About this exercise
Continue the article on emerging infectious diseases, picking up after its last sentence.

Emerging infectious diseases

As Yogi Berra once said, “It ain’t over till it’s over,” says the Chief Medical Advisor to the President in an article in NEJM

Anthony S. Fauci, President Biden’s chief medical adviser has said there is no reason to believe that the threat of emerging infections will diminish, since their underlying causes are present and most likely increasing.

“In addition to the obvious need to continue to improve on our capabilities for dealing with established infectious diseases such as malaria and tuberculosis, among others, it is now clear that emerging infectious diseases are truly a perpetual challenge,” Fauci, who has led the National Institute of Allergy and Infectious Diseases since 1984, said in an article published by the New England Journal of Medicine.

“As one of my favorite pundits, Yogi Berra, once said, “It ain’t over till it’s over.” Clearly, we can now extend that axiom: when it comes to emerging infectious diseases, it’s never over. As infectious-disease specialists, we must be perpetually prepared and able to respond to the perpetual challenge.”

 He recalled his days after completing residency training in internal medicine in 1968 and undertake a 3-year combined fellowship in infectious diseases and clinical immunology at the National Institute of Allergy and Infectious Diseases (NIAID).

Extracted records
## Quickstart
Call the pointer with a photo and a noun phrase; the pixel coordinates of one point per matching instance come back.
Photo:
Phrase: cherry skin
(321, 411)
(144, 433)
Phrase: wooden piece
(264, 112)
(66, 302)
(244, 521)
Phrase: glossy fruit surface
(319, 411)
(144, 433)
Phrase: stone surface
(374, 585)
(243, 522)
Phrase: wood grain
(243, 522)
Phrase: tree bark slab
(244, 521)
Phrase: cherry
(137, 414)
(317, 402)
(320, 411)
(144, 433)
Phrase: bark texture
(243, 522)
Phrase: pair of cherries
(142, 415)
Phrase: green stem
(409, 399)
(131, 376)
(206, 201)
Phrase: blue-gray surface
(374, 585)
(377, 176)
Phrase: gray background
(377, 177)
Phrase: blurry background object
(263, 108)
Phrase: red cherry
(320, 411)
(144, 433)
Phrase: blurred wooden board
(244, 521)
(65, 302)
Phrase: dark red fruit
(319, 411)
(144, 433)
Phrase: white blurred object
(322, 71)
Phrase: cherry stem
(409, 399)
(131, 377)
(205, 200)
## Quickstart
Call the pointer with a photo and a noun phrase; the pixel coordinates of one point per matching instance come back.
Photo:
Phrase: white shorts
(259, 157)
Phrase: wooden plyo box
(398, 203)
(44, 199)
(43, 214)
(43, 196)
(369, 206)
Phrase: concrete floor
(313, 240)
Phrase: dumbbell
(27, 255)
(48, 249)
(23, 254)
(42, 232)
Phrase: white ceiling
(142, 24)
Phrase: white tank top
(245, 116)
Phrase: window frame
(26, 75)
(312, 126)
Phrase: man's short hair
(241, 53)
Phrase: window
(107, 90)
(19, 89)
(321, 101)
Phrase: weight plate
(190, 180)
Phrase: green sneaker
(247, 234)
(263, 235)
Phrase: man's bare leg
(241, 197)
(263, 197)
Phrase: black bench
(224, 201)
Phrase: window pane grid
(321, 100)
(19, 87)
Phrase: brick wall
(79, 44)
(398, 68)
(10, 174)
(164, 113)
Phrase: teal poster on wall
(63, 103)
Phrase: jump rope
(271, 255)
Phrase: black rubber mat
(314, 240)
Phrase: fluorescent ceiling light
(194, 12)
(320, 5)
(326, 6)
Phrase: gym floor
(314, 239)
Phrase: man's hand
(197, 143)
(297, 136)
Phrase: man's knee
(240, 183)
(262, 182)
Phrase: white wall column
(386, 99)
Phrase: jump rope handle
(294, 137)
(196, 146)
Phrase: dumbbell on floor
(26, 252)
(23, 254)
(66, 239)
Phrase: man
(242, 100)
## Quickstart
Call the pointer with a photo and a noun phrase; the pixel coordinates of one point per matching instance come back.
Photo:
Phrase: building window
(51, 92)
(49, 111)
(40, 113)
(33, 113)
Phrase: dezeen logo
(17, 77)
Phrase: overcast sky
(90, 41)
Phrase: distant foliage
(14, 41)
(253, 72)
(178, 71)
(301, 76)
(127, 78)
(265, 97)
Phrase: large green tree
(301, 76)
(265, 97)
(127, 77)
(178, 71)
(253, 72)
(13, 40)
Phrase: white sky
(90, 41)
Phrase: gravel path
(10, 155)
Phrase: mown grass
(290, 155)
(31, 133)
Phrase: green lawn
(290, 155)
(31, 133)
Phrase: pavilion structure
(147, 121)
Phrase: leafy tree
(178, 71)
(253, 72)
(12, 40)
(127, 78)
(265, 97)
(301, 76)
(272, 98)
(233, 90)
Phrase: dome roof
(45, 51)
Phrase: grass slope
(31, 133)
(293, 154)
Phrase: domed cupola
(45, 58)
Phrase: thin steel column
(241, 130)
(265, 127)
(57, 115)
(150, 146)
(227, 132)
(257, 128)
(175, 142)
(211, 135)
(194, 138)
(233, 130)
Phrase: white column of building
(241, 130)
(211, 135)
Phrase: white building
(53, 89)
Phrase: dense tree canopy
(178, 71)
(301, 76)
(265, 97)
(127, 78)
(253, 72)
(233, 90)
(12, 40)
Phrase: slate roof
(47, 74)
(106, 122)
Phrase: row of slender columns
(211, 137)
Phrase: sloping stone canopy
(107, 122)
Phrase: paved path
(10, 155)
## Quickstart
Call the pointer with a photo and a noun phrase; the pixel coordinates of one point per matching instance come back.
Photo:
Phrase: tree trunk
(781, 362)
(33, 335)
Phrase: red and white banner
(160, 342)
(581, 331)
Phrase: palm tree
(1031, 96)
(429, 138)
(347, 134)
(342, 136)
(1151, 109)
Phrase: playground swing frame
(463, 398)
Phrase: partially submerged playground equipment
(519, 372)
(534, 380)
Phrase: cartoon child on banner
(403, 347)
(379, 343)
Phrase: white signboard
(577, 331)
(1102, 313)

Exercise answer
“Unbeknownst to me as a young physician, certain scholars and pundits in the 1960s were opining that with the advent of highly effective vaccines for many childhood diseases and a growing array of antibiotics, the threat of infectious diseases — and perhaps, with it, the need for infectious-disease specialists — was fast disappearing,” Fauci wrote  adding that despite his passion for the field he was entering, he might have reconsidered his choice of a subspecialty had he known of this skepticism about the discipline’s future. “Of course, at the time, malaria, tuberculosis, and other diseases of low- and middle-income countries were killing millions of people per year.”

He said in the 1960s and 1970s, most physicians were aware of the possibility of pandemics, in light of the familiar precedent of the historic influenza pandemic of 1918, as well as the more recent influenza pandemics of 1957 and 1968. 

“However, the emergence of a truly new infectious disease that could dramatically affect society was still a purely hypothetical concept,” he added.

“That all changed in the summer of 1981 with the recognition of the first cases of what would become known as AIDS. The global impact of this disease is staggering: since the start of the pandemic, more than 84 million people have been infected with HIV, the virus that causes AIDS, of whom 40 million have died,” the article read.

 “In 2021 alone, 650,000 people died from AIDS-related conditions, and 1.5 million were newly infected. Today, more than 38 million people are living with HIV,” 

Given the lack of global equity in the accessibility of these lifesaving drugs, HIV/AIDS continues, exacting a terrible toll in morbidity and mortality, 41 years after it was first recognized, he added.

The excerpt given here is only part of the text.